● Source excerpt
-- start --
REVIEW: New Mutants #16 – A Crowded Room

new mutants

The word of the arc is synergy, both in power sets and community. New Mutants has a broad cast of characters it follows: members of the titular New Mutants team, the younger generations of mutants who have been around for years but never allowed to age, and actual new-new mutants, like Cosmar (both newly powered and newly created) and a gaggle of trouble-making teens that sharp-eyed readers will recognized from Vita Ayala’s previous title with artist German Peralta, Age of X-Man: Prisoner X.

New Mutants #16

Vita Ayala (writer), Rod Reis (artist), VC’s Travis Lanham (letterer) Christian Ward (cover)
Marvel
February 24, 2021

Issue #16 opens with some of these new-new kids, or at least their 616 counterparts. Here, they don’t have to be the unfriendly teen mutants in the Danger Room Detention Center and are free to get into more normal teen shenanigans, like trashing the kids’ area last issue, or playing a dangerous game of truth or dare in this one. Three giggling teens sneak through the gate to Otherworld to complete a dare of taking a selfie on the throne. Unfortunately, they end up with King Jamie Braddock (presumably) himself, and scramble back to the gate, but only Monica and Liana make it thru — leaving  Josh, their blue, pointy-horned friend behind in the only place known to be lethal to mutants. It’s tough to be a teen these days.

Monica and Liana find an early-rising Magik is lording over the teens and tweens of Krakoa with an iron fist (heh), after rousting more Prisoner X kids out of bed to pay for their sins. In an incredibly rendered sequence, Magik puts the fear of her in them, snarling gleefully in anticipation when they decide to attack in a gorgeous red and black panel. It’s a great way for these two groups to interact and to put the responsibility onto what was a young team, less used to being mentors.

Those reds follow Magik to the sunrise as the kids are put to work rebuilding the treehouses they destroyed, despite the fact that they can be grown anew. The panicked pair of Monica and Liana get Dani and Karma’s attention, and they agree to find the wayward kid by venturing to Otherworld. While Jamie Braddock is little help, he does offer them a magical gift basket and a steed, which leads to an amazing sequence of Karma and Moonstar riding tandem in a wash of greys and browns. Rod Reis’ inks grow sketchier, the weight less even, and images float in a white sky (I’m curious who the person in the feathers headdress superimposed over the mounts is supposed to be). Pops of color are integrated into daytime constellations of cave paintings. It’s an enormous flex, honestly, and I just want their Western adventures and costumes to last a few more meandering issues.

In the wee hours before all these adventures, however, the small team of Anole, Rain Boy, and No-Girl, joined by Scout, followed Cosmar to the Wild Hunt after her painful rejection by Moonstar, and of course the Shadow King is waiting for them. Riled up and eager to comfort their friend, he entices them into trying something new…and dangerous.
-- end --
● Records supplied
-- start --
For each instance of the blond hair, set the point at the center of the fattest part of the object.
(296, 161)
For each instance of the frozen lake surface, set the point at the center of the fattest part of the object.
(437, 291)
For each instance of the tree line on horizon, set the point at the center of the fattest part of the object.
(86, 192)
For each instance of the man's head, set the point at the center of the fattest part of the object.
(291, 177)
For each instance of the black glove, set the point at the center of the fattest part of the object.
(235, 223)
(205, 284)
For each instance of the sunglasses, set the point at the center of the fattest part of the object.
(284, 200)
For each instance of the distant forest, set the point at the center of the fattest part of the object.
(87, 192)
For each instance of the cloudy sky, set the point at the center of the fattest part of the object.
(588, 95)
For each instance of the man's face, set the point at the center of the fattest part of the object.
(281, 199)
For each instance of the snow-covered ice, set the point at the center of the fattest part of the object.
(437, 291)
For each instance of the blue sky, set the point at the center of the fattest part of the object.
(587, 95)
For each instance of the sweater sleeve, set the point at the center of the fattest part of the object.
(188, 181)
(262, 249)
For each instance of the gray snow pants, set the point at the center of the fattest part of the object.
-- end --
● Direction 1
From the New Mutants #16 review, return word for word the part that opens with the words containing "The word of" and closes with "X-Man: Prisoner X.".
● Direction 2
List each person credited on New Mutants #16 in the review, along with the role given for them.

● Answer 1
The word of the arc is synergy, both in power sets and community. New Mutants has a broad cast of characters it follows: members of the titular New Mutants team, the younger generations of mutants who have been around for years but never allowed to age, and actual new-new mutants, like Cosmar (both newly powered and newly created) and a gaggle of trouble-making teens that sharp-eyed readers will recognized from Vita Ayala’s previous title with artist German Peralta, Age of X-Man: Prisoner X.

● Answer 2
- Vita Ayala: writer
- Rod Reis: artist
- VC's Travis Lanham: letterer
- Christian Ward: cover